Problem requirements: Filter the rows below, keeping every line that contains the string "wall". Copy each of those lines in full.

Data items:
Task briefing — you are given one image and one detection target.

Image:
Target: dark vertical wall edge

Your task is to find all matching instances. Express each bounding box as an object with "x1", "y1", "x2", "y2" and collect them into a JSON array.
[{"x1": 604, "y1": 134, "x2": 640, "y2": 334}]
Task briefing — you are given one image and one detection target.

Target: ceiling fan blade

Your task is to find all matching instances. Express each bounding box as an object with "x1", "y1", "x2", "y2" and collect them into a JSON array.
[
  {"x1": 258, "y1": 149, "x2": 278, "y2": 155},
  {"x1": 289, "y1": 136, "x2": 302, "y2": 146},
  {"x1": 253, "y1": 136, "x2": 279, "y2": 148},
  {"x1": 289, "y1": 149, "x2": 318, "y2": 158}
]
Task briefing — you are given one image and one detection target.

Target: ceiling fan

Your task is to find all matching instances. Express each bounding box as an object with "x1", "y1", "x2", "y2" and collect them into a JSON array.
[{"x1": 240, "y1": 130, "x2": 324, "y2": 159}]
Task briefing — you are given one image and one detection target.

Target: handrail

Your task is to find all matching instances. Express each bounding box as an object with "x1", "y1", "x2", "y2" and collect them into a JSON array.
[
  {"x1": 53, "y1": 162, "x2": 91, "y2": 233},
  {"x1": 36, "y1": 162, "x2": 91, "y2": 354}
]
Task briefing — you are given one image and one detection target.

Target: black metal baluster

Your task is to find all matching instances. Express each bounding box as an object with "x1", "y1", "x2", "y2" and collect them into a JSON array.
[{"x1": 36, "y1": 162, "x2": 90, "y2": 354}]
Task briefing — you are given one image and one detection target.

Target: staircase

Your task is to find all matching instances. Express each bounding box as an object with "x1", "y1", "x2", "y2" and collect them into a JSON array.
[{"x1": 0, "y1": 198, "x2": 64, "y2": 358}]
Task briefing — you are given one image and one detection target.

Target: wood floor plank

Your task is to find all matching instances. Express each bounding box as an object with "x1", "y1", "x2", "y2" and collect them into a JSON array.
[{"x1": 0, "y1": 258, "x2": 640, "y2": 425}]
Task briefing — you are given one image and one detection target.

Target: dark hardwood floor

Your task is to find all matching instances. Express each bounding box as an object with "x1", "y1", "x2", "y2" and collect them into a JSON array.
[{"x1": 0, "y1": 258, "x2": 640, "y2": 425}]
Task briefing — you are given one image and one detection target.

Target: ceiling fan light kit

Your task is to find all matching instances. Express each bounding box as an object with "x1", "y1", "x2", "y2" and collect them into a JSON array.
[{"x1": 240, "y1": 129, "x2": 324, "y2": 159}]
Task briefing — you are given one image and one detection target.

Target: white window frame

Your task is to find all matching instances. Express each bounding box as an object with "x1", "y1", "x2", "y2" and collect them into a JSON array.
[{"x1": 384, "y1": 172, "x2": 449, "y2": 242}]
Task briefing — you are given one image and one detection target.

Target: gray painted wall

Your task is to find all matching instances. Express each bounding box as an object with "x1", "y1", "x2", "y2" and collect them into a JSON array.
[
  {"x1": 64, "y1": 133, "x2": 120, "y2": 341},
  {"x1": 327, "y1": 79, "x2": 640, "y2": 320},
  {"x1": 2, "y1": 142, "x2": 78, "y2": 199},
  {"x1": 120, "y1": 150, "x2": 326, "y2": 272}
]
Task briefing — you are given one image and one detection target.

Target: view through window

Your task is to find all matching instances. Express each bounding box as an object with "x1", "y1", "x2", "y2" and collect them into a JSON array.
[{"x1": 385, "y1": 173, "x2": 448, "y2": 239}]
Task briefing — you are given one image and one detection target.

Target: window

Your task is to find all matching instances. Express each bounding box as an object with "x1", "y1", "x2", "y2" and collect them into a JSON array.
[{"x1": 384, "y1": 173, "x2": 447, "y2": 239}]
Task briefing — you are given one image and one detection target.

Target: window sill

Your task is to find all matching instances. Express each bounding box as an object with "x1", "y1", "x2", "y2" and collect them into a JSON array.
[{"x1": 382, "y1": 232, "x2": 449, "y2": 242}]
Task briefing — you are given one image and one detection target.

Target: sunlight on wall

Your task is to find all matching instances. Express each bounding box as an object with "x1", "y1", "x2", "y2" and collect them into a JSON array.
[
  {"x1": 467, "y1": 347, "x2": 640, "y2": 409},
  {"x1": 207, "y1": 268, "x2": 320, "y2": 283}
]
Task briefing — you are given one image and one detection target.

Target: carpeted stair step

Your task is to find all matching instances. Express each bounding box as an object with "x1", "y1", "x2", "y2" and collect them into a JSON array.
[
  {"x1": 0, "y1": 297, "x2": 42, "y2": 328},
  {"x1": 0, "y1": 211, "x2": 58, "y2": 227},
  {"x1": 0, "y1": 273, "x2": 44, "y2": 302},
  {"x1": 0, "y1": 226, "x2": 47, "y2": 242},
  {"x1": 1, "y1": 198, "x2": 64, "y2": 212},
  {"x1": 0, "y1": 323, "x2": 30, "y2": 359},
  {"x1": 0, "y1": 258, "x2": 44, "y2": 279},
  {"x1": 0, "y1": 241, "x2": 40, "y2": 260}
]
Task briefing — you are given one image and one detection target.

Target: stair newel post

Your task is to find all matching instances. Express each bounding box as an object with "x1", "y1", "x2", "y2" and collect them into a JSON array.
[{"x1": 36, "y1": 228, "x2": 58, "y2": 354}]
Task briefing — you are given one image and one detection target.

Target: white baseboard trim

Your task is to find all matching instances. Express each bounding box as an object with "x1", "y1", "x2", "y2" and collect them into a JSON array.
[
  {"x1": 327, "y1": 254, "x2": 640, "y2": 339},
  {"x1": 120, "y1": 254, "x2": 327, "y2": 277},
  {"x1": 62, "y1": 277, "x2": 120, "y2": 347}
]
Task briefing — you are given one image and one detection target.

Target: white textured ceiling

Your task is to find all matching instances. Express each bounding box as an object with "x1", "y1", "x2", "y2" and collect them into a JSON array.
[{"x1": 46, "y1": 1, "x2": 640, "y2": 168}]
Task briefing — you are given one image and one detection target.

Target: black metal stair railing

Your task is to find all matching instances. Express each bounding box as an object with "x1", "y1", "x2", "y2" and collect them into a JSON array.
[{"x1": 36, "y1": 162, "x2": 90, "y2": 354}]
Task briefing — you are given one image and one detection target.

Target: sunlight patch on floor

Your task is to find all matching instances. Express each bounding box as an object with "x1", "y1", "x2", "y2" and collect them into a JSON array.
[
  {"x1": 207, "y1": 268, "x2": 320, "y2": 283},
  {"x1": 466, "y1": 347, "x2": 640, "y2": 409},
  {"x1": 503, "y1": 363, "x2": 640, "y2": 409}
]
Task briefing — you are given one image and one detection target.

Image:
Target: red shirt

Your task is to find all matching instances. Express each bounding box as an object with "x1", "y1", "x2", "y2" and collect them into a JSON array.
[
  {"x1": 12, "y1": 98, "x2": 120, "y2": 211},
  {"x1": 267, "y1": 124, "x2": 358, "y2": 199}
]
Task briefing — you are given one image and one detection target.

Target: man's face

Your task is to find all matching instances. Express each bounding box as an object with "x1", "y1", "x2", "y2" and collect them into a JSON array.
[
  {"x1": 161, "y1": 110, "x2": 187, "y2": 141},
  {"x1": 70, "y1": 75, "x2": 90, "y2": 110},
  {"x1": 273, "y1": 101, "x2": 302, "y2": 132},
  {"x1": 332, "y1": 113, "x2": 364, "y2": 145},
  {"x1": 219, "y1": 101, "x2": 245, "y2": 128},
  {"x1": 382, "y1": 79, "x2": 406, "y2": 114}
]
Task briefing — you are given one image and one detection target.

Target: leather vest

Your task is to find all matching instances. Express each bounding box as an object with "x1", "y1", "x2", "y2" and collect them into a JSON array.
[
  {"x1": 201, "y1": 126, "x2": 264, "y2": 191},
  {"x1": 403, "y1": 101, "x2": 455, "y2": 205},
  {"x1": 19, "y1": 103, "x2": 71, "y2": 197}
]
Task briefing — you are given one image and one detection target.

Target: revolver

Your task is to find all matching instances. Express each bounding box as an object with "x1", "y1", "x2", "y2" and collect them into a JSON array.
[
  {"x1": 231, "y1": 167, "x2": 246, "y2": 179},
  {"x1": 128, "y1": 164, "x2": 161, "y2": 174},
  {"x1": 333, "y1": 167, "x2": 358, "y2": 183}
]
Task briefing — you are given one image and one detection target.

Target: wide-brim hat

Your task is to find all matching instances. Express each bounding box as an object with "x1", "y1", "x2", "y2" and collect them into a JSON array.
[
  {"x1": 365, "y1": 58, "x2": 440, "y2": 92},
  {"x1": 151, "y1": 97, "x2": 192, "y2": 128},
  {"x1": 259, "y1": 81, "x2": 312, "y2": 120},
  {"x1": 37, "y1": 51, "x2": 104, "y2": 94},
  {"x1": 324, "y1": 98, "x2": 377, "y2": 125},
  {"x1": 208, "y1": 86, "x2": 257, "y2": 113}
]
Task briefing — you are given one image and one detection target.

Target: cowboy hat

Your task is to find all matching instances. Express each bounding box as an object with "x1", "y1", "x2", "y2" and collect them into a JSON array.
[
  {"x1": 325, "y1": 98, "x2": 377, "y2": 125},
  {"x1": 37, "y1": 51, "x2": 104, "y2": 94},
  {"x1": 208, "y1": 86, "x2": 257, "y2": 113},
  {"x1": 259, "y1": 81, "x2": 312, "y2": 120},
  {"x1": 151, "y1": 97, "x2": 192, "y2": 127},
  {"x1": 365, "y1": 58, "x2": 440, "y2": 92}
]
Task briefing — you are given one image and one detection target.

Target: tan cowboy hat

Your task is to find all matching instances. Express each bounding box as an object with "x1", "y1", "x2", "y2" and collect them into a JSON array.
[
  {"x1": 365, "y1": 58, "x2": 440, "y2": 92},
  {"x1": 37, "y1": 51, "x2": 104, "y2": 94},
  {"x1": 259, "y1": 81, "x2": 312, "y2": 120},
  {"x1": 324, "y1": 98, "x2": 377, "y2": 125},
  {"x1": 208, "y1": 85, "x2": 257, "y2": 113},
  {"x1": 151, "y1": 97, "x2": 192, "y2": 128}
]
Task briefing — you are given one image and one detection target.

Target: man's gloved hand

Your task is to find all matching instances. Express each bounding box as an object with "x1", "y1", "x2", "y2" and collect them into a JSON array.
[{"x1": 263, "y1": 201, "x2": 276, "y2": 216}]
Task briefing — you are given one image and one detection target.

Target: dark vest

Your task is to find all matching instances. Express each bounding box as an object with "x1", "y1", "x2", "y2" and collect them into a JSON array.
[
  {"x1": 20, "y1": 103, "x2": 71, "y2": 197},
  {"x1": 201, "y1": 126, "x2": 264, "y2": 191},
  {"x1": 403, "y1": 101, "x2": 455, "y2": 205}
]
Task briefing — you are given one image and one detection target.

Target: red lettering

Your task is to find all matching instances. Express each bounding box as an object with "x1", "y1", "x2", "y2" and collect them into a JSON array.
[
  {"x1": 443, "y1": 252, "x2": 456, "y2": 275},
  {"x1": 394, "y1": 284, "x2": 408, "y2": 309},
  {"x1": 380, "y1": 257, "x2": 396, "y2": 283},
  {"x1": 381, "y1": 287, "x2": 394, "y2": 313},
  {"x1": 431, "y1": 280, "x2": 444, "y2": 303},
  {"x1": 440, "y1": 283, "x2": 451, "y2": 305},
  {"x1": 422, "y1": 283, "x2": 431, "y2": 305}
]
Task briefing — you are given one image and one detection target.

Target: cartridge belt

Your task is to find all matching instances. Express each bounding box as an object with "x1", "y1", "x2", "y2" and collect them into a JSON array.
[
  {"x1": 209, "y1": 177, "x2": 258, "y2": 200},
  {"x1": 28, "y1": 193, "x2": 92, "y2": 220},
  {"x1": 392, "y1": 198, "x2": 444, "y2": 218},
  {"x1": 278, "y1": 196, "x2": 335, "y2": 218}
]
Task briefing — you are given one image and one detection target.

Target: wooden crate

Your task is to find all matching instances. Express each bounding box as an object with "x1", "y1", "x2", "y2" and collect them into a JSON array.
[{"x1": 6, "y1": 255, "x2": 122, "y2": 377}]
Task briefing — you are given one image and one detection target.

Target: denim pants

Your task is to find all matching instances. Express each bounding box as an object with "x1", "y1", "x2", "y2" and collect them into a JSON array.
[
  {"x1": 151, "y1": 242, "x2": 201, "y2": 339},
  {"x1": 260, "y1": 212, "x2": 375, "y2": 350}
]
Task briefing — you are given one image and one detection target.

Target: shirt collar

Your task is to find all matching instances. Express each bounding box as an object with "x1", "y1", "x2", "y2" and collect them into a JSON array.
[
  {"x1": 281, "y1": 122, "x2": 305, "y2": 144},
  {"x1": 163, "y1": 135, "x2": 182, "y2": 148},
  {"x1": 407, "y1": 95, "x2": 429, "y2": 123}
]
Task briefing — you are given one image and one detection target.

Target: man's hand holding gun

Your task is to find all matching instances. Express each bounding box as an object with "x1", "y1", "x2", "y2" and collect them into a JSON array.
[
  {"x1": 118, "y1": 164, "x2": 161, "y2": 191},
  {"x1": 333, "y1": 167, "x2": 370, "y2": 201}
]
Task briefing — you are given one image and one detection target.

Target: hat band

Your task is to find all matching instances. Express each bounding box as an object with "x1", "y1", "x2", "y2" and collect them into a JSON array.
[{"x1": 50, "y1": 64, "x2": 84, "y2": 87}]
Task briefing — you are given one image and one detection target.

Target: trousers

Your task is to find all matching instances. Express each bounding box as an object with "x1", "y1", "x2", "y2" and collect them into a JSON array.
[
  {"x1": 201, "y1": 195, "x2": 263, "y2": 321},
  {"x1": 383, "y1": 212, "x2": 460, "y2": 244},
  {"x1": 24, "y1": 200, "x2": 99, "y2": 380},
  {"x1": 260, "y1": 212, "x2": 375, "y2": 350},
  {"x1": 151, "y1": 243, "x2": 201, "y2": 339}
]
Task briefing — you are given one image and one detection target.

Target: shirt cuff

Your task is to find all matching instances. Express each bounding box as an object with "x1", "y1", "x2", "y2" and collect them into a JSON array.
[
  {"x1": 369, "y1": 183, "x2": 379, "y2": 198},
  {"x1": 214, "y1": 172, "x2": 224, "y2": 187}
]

Expected output:
Target: dark vertical wall edge
Target: gray painted wall
Target: sunlight on wall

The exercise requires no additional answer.